TASK REQUIREMENTS
Leave the images out and write out each entry exactly as shown.

EXERCISE MATERIALS
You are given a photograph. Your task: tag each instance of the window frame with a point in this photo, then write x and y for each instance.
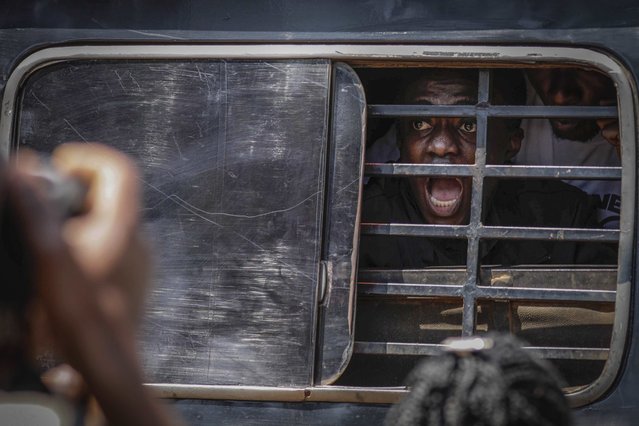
(437, 55)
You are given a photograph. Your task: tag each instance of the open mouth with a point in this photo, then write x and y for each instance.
(444, 195)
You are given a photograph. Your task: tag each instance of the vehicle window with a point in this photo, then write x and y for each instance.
(488, 201)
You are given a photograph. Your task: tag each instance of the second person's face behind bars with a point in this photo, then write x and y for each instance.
(448, 140)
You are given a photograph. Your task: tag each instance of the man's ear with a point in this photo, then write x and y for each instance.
(514, 144)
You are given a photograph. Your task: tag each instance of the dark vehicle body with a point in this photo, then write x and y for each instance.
(262, 340)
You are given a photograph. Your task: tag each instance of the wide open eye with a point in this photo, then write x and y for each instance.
(420, 125)
(468, 126)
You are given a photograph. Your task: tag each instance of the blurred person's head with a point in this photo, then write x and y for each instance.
(573, 87)
(452, 140)
(497, 385)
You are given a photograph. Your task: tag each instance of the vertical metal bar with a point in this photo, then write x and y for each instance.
(472, 256)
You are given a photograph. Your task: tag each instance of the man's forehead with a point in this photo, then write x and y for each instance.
(442, 90)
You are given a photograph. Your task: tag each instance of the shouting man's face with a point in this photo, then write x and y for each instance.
(437, 140)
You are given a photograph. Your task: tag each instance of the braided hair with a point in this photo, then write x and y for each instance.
(502, 385)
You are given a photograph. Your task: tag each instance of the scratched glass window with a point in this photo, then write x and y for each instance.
(232, 159)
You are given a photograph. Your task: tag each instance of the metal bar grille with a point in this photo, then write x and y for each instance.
(468, 284)
(429, 349)
(506, 111)
(483, 292)
(490, 232)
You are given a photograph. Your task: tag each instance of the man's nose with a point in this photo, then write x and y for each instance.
(443, 144)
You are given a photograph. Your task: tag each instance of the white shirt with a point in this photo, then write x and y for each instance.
(542, 147)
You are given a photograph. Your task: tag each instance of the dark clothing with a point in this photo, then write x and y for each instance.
(533, 203)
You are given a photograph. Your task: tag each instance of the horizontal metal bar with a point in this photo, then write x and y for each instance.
(589, 354)
(490, 232)
(510, 293)
(404, 289)
(484, 292)
(430, 349)
(502, 111)
(576, 277)
(556, 172)
(396, 348)
(387, 395)
(557, 234)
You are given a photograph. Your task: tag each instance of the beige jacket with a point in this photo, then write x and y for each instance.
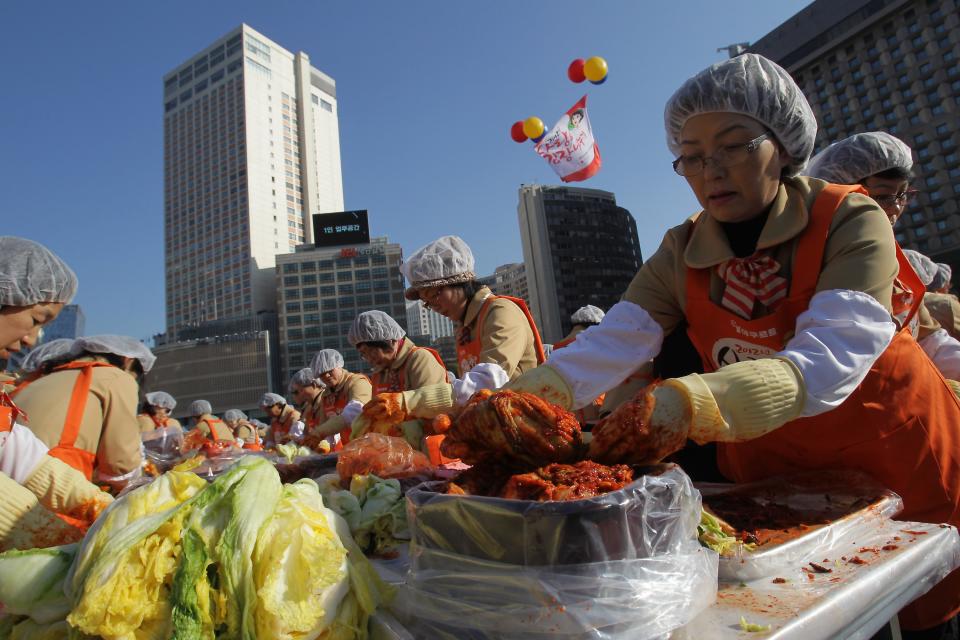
(353, 386)
(147, 424)
(945, 309)
(859, 253)
(506, 339)
(416, 367)
(109, 428)
(209, 424)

EXERCISE RESULT
You are given a photograph. Your task: tag each instance of the window frame with a point in this photo, then write x and y for each instance.
(437, 55)
You are given a photograph. Your task: tag each instance of the open mouth with a point in this photo, then write x and y for each instance.
(444, 195)
You are given a photograph. Your task: tag each instance of the vehicle window with a point in this photo, then write x and y for each instance.
(488, 201)
You are given a photograph. Your task: tag each instance of the second person's face behind bars with a point in this photo, then write x and y for each instance.
(448, 140)
You are given a photograph. Your task: tag each instance of the man's ear with a point in this photo, then write x and y for each instance.
(514, 144)
You are given a photograph. Your task: tag each instance of the dark vehicle body with a point in this photo, then write x and y for each instance.
(262, 340)
You are given a photograph. Your task: tag each instance of the wide open eye with a point in this photo, then write x and y for each instance.
(420, 125)
(468, 126)
You are given a photograph. Your task: tag each instance of the blurred person's head with a point in this photo, then write x and y for each instance.
(573, 87)
(452, 140)
(497, 385)
You are given a photograph. Your task: tag each instance of the vertical metal bar with a point in this photo, then write x and y for each instance.
(472, 256)
You are given a photograph. Your task: tag each instance of the man's forehead with a point in this photo, then write x and y for each instance.
(442, 90)
You are given a photograph. Your task: tag each instance of the shouting man's face with a point in this photo, then write x and y for each instance.
(437, 140)
You are given a photograph. Your task: tag each instance of the braided hair with a point in this photo, then write x and y for each instance.
(502, 385)
You are given a photograph. Your task: tag each instance of the scratched glass window with a point in this photo, then write x and y for each instance.
(232, 159)
You are given a photograph. Your task: tag each instance of the metal bar grille with a point in this photo, then write x and y for each instance.
(468, 284)
(429, 349)
(506, 111)
(483, 292)
(490, 232)
You are given a photograph. Your task: tag each instance of the man's nose with a point in this photo, then write x and y for each instance.
(443, 144)
You are given a photograph. Your task: tag each instance of the white shirt with a point in this photo, then write x and y for each instance.
(542, 147)
You are given a photograph. Your task: tag each instance of the dark clothing with a point in this photo, then write x and y for each instance.
(533, 203)
You are given a photograph. Your task: tag each instance of the horizontal metal bar with a point in this photo, then write x and y for each instance.
(589, 354)
(490, 232)
(510, 293)
(404, 289)
(484, 292)
(430, 349)
(502, 111)
(576, 277)
(556, 172)
(396, 348)
(387, 395)
(557, 234)
You are given a photograph. Your task: tag each instance of the beige jacket with a point in this photo, then write x and y for each instance.
(353, 386)
(147, 424)
(945, 309)
(859, 253)
(506, 339)
(416, 367)
(109, 428)
(209, 424)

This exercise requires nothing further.